--- Begin THE INPUT ---

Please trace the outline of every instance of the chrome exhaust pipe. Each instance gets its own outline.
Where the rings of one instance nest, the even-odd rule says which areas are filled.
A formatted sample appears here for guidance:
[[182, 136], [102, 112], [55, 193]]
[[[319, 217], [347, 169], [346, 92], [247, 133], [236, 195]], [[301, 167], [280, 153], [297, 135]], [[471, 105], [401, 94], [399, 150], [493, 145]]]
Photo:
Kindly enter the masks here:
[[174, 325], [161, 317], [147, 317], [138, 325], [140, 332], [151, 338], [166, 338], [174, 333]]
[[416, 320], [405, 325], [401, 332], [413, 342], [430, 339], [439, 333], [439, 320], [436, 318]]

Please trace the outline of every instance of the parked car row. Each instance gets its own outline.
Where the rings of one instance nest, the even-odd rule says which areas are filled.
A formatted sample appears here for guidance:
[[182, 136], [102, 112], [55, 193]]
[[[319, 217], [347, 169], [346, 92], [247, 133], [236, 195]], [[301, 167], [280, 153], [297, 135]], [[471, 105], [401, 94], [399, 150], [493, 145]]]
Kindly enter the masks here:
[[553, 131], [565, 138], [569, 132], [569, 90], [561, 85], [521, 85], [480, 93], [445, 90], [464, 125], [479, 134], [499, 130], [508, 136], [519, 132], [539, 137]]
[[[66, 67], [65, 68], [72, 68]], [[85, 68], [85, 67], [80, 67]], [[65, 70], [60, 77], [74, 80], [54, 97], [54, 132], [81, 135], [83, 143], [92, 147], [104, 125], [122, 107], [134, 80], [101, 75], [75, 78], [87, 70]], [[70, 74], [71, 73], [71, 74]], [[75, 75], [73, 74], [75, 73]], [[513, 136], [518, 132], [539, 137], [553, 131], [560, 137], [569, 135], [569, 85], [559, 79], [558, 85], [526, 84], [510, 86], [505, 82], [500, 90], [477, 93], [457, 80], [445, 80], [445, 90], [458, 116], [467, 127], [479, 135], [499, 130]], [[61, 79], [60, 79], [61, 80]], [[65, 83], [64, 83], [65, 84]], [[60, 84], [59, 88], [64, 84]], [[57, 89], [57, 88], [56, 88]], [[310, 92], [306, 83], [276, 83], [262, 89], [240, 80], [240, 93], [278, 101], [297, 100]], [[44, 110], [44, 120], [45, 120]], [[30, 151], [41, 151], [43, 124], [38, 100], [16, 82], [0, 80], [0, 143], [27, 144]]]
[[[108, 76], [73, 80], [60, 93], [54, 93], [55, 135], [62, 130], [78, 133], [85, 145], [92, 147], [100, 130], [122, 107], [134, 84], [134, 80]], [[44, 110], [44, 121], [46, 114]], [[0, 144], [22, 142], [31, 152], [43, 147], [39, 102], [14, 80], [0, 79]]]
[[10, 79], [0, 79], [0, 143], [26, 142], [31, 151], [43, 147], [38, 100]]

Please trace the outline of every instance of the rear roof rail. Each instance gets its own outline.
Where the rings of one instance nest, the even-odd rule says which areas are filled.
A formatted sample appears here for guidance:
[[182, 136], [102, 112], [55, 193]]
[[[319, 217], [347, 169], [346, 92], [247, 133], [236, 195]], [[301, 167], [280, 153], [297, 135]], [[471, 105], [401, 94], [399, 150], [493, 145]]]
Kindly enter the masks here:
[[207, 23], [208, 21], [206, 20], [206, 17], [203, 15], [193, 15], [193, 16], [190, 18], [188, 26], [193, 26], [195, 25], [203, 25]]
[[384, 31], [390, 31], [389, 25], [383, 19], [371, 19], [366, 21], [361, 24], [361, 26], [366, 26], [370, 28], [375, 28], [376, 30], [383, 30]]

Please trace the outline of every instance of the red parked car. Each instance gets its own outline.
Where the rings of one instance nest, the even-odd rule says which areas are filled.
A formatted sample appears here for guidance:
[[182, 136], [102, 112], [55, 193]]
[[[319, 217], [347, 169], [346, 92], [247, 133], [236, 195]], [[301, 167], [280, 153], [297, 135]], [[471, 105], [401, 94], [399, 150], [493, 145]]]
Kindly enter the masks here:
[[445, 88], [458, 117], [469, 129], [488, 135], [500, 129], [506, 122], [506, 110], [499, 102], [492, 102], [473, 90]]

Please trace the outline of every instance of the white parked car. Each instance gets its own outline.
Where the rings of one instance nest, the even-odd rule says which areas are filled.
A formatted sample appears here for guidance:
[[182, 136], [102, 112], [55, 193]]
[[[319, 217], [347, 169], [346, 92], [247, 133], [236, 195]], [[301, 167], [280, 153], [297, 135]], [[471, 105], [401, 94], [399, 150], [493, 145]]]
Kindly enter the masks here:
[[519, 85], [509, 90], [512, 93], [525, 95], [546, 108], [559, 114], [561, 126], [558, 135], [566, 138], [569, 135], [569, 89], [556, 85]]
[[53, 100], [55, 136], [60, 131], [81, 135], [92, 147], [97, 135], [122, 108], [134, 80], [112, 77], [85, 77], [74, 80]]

--- End THE INPUT ---

■ **THE REQUEST**: Transcribe all of the rows above word for word, keeping their original order.

■ **RESULT OF THIS EXERCISE**:
Please trace the outline of every instance of the chrome exhaust pipe. Each instance gets its own outline.
Where the rings of one instance nest, the even-odd rule says which areas are filled.
A formatted sample appears here for guidance:
[[182, 136], [102, 112], [55, 193]]
[[[319, 217], [347, 169], [346, 92], [247, 133], [236, 195]], [[301, 167], [280, 153], [297, 135]], [[471, 105], [401, 94], [399, 150], [493, 145]]]
Photo:
Kindly enter the masks here:
[[174, 325], [161, 317], [147, 317], [138, 325], [140, 332], [151, 338], [166, 338], [174, 333]]
[[416, 320], [405, 325], [401, 332], [413, 342], [430, 339], [439, 333], [439, 320], [436, 318]]

Please trace the outline of every instance of the parked car row. Each instance gets its own outline.
Where the rings of one instance nest, the even-odd rule says which areas are filled.
A formatted sample appears here for guidance:
[[182, 136], [102, 112], [55, 193]]
[[[319, 217], [347, 169], [346, 92], [247, 133], [236, 195]], [[301, 167], [280, 153], [297, 135]], [[471, 105], [401, 94], [399, 150], [493, 145]]]
Kindly enter the masks here:
[[553, 131], [565, 138], [569, 132], [569, 90], [561, 85], [521, 85], [480, 93], [445, 90], [464, 125], [479, 134], [499, 130], [508, 136], [519, 132], [539, 137]]
[[[66, 67], [65, 68], [72, 68]], [[85, 68], [85, 67], [80, 67]], [[65, 70], [60, 77], [74, 80], [54, 97], [54, 132], [81, 135], [83, 143], [92, 147], [104, 125], [122, 107], [134, 80], [101, 75], [75, 78], [87, 70]], [[70, 74], [71, 73], [71, 74]], [[75, 75], [73, 74], [75, 73]], [[513, 136], [518, 132], [539, 137], [553, 131], [560, 137], [569, 135], [569, 85], [559, 79], [558, 85], [526, 84], [510, 86], [505, 82], [500, 90], [477, 93], [457, 80], [445, 80], [445, 90], [458, 116], [467, 127], [479, 135], [499, 130]], [[61, 79], [60, 79], [61, 80]], [[65, 83], [64, 83], [65, 84]], [[60, 84], [59, 88], [64, 84]], [[57, 89], [57, 88], [56, 88]], [[310, 92], [306, 83], [276, 83], [262, 89], [240, 80], [240, 93], [278, 101], [297, 100]], [[44, 110], [44, 120], [45, 120]], [[30, 151], [41, 151], [43, 124], [38, 100], [16, 82], [0, 80], [0, 143], [27, 144]]]
[[[108, 76], [73, 80], [60, 93], [54, 93], [55, 135], [62, 130], [78, 133], [85, 145], [92, 147], [100, 130], [122, 107], [134, 84], [134, 80]], [[44, 110], [44, 121], [46, 114]], [[0, 144], [22, 142], [31, 152], [43, 147], [39, 102], [14, 80], [0, 79]]]
[[10, 79], [0, 79], [0, 143], [26, 142], [31, 151], [43, 147], [38, 100]]

Please trace the outline of every instance of the rear roof rail. Each instance gets its own outline.
Where the rings of one instance nest, the even-odd rule says which areas are filled.
A formatted sample appears here for guidance:
[[182, 136], [102, 112], [55, 193]]
[[[319, 217], [347, 169], [346, 92], [247, 133], [236, 195]], [[301, 167], [280, 153], [297, 135]], [[471, 105], [401, 94], [399, 150], [493, 145]]]
Kindly enter the masks here:
[[207, 23], [208, 21], [206, 20], [206, 17], [203, 15], [193, 15], [193, 16], [190, 18], [188, 26], [193, 26], [195, 25], [203, 25]]
[[384, 31], [390, 31], [389, 25], [383, 19], [371, 19], [366, 21], [361, 24], [361, 26], [366, 26], [370, 28], [375, 28], [376, 30], [383, 30]]

Please trace the outline of every instance of the red parked car. Each instance gets its own outline.
Where the rings of one instance nest, the even-odd rule says which areas are filled.
A formatted sample appears here for guidance:
[[182, 136], [102, 112], [55, 193]]
[[[319, 217], [347, 169], [346, 92], [247, 133], [236, 195]], [[301, 167], [280, 153], [297, 135]], [[471, 105], [401, 94], [399, 150], [493, 145]]]
Kindly enter the masks here:
[[445, 88], [458, 117], [469, 129], [488, 135], [500, 129], [506, 122], [506, 110], [499, 102], [492, 102], [473, 90]]

Please trace the outline of every instance of the white parked car. Each instance gets its own outline.
Where the rings of one instance nest, the even-odd rule says which areas are filled.
A formatted sample appears here for guidance:
[[182, 136], [102, 112], [55, 193]]
[[[319, 217], [347, 169], [346, 92], [247, 133], [236, 195]], [[301, 167], [280, 153], [297, 135]], [[471, 105], [401, 94], [399, 150], [493, 145]]]
Kindly enter the masks here:
[[519, 85], [509, 90], [512, 93], [525, 95], [546, 108], [559, 114], [561, 126], [558, 135], [566, 138], [569, 135], [569, 89], [556, 85]]
[[53, 100], [55, 136], [60, 131], [81, 135], [92, 147], [97, 135], [122, 108], [134, 80], [112, 77], [85, 77], [74, 80]]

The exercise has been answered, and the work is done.